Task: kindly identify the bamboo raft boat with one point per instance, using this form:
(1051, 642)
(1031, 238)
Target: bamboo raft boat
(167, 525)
────────────────────
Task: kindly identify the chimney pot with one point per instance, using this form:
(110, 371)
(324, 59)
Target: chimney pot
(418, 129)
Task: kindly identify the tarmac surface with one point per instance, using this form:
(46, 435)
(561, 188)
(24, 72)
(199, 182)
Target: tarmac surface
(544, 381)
────────────────────
Problem requirements
Return every line of the listing that has the word "identify" in it.

Answer box
Task: kindly identify the bamboo raft boat with one point per instance, using this form:
Task: kindly identify the chimney pot with one point per instance, using this form:
Task: kindly identify the tarmac surface with one point per instance, using this form:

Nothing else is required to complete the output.